===== Selected passage =====

George Lucas and his big homey Francis Ford Coppola (CAPTAIN EO) are executive producers of Godfrey Reggio’s POWAQQATSI (Life in transformation), the EMPIRE STRIKES BACK of the Qatsi trilogy that began with KOYAANISQATSI (Life out of balance) in 1982 and ended with NAQOYQATSI (Life as war) in 2002. If you’ve seen either of those, or the ones by Reggio’s cinematographer Ron Fricke (I reviewed his SAMSARA in 2011) then you got a pretty good idea what this is like. Which is good, because my words might not cut it.
We could classify these as “experimental documentaries,” but they don’t have much of what anybody thinks of when they think of documentaries. No interviews, no narration, no onscreen text, no people talking at all. No storyline or argument made. No easily encapsulated subject or premise. Just themes.
They’re like cinematic paintings, or photo essays, or poems. They rhyme by having similar shots and images over and over again, all set to very repetitive (in a good way) scores by Philip Glass.
KOYAANISQATSI focused on industrialization, lots of time lapse shots of factories, highway systems, foot traffic in crowded cities, humanity and machinery mimicking each other, bleeding into each other. POWAQQATSI is kind of the opposite. It starts in muddy valleys, dirt roads, puebloes, and it’s almost entirely in slow motion. For a while I wondered if the many pans across landscapes and buildings were slo-mo, because if so it might be 100% slowed down. But toward the end the spell is broken when there are some hectic, sped-up shots – a train P.O.V. for example – as technology intrudes on their lives.
The long opening scene is just about a bunch of people carrying bags of what I thought was maybe grain or something up a steep, muddy wall. Looks like a pain in the ass. The imagery documents hardship and celebrates culture in various parts of South America and Asia. Reggio likes to do portraits of regular people. Extreme closeups or slow pans across serious, hardened faces, weathered elders, kids with their ribs showing. In slow motion, with that music, people just walking becomes epic. There is labor and squalor, but also dancing, parades, colorful costumes.

=====

Exercise requirements:
1. Answer these questions about the POWAQQATSI review:
(a) Which film ended the Qatsi trilogy, and in what year?
(b) Who wrote the scores for these films?
(c) In what kind of motion is POWAQQATSI almost entirely shot?
2. Please write the next part of the POWAQQATSI review, picking up after its final sentence.
The lines that follow have no connection to the film review.

===== Raw records =====

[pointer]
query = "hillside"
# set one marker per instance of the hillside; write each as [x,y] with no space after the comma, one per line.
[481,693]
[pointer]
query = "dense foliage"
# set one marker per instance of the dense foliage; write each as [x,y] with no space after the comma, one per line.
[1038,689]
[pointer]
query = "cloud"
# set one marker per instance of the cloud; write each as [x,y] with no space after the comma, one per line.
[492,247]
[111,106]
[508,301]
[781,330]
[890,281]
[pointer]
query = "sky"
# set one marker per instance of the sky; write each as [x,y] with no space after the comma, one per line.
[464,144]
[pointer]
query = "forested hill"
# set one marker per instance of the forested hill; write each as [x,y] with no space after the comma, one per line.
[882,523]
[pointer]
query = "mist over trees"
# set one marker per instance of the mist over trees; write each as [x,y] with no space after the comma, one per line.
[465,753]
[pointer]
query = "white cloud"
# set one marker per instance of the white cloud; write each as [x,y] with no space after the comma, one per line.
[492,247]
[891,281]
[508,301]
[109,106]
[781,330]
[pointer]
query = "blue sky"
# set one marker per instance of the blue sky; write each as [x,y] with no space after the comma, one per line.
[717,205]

=====
===== Raw records =====

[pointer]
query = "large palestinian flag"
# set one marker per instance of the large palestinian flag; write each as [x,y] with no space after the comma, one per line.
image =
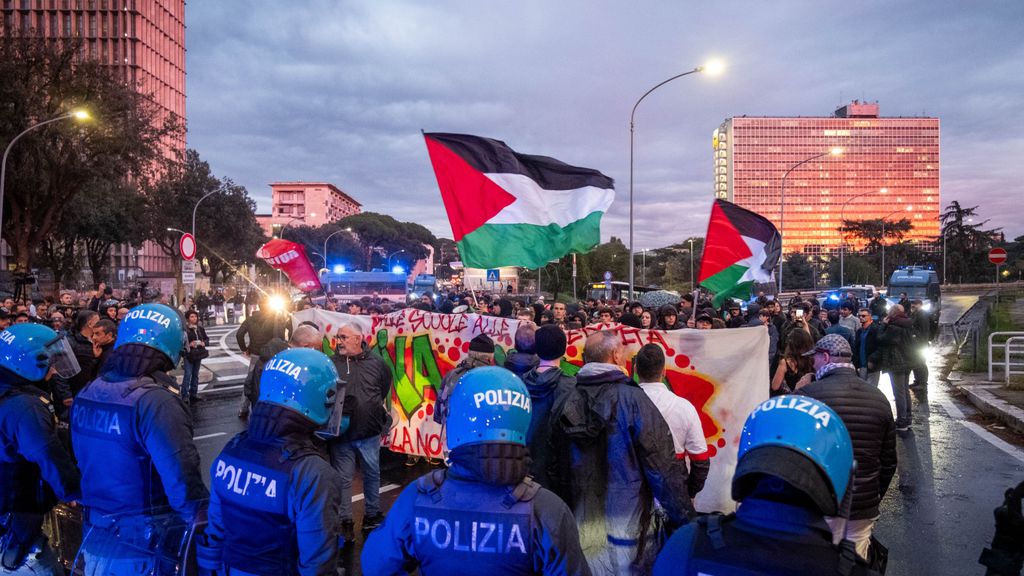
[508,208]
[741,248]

=====

Answers to the problems:
1.
(a) NAQOYQATSI, in 2002.
(b) Philip Glass.
(c) Slow motion.

2.
Since there are no explanations, and sudden changes of location, the cultures sort of blend together. They become an otherworldly every-people, a reminder of how much of the world I have no conception of, but also a unifying force, a vision of how much people have in common throughout the world.
Almost halfway through there’s a jarring montage of TV imagery, phony whitebread advertisements evolving into similar commercial propaganda for Asia, South America, even Russia I believe as the world becomes increasingly westernized and colonized by mass produced and marketed consumer products. And for the rest of the movie the imagery will be more and more invaded by airplanes, trucks, billboards, monolithic buildings and growing population.
“Powaqqatsi” is a Hopi compound word, and I’m not even gonna tell you what it means, because it’s almost a spoiler. At the end, when it’s defined on screen, it’s such a poetic way of describing what Reggio is getting at that it makes a perfect exclamation point of an ending.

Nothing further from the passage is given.